→ **SELECTED TEXT**

Robert McChesney’s Media Literacy Work Was Prescient — Why Didn’t More People Listen?

Generally, on April Fool’s Day I try to write a clever, tongue-in-cheek article that allows us to laugh at ourselves. This year, however, there is so little that could be made to feel light and easy. Instead, I’m going to remember the media literacy guru, Robert McChesney, who paved the way for many of us to understand the politics of mainstream communications. McChesney was prescient about the way that new media communications would not, as many people had forecast, undermine or even eliminate the need for authoritarian leaders to rule with impunity.
In fact, McChesney, who died last week at age 72, gained an international reputation for his writing about how corporate control of the media posed a threat to democracy. As a communications scholar, he chronicled the abuse of corporate and political establishments and identified how media structures and policies shape our broader politics and possibilities.
I was part of the first generation to learn about the world through television. My parents shushed me as they tearfully watched Walter Cronkite describe President Kennedy’s assassination on CBS. I was a Vietnam War child who saw images of death and destruction in our living room each night. I sat in front of the television with a group of neighborhood kids and saw Neil Armstrong walk on the moon. Later, I admired televised hippies who protested with their long hair and peace signs.
It was a time of opposites: a popular sitcom, Gilligan’s Island was juxtaposed with Watergate hearings shown live on television. All were wrapped up into a raw entertainment and information mélange.
Eventually, I headed off to the state university and, like so many of my peers, was attracted to media literacy courses. It was there that I was exposed to McChesney’s work, and it became the foundation of my eventual adult career. John Nichols of The Nation says that McChesney’s “research and his insatiable curiosity helped him to see the future more clearly than any scholar of his generation.” He argued that the media should serve citizens rather than corporations, even as a new era of political and societal upheavals surrounded him.
McChesney saw Power as the ultimate corrupter of the establishment, redefining Foucault’s position that the problem of truth and knowledge is how actors use truth claims. He helped us understand that how we know our worlds is reflected by social practice and norms inherent in media.
McChesney wrote nearly three dozen books, analyzing new media in the late 1990s and continuing on into digital communications for the last decade. His (1999) book, Rich Media, Poor Democracy, was particularly illuminating for me. McChesney described the new world of communicating — how choices for people to communicate, learn, shop, and entertain themselves on the World Wide Web — had become only a mouse-click away. He opened up to me the contradiction “between a for-profit, highly concentrated, advertised-saturated, corporate media system and the communication requirements of a democratic system.”
The internet was converging with media and telecommunication systems, and he envisioned rightly that the internet would become “under the thumb of the usual corporate suspects.” He knew at that early moment of the internet that we needed “to reform the media system structurally.”
By 2000, McChesney was writing how corporate conglomeratization had intensified further. Media industries were becoming more consolidated. Time Warner, Disney, and other global media conglomerates controlled more domains of the production and distribution of culture than ever before. As he narrated what it meant to have an interest in the political economy of communication, he recognized that we had entered an era of “globalization, technological revolution, and democratization” — all areas in which media would play a central role. But it would not be a new Golden Age, he warned. Instead, he foresaw what would come to pass: commercial media and communication markets would be deregulated to serve corporate interests.

→ **INSTRUCTIONS**
(a) Translate this sentence from the article on Robert McChesney into Spanish: "Media industries were becoming more consolidated."
(b) According to the article on Robert McChesney, at what age did he die?
The listing that follows comes from a different source than the article on Robert McChesney.

→ **DATASET CONTENT**
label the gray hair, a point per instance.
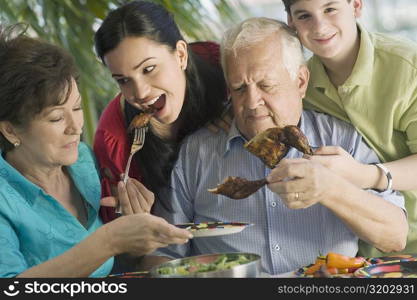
(254, 30)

→ **SET OF ANSWERS**
(a) Las industrias mediáticas se estaban volviendo más consolidadas.

(b) At age 72.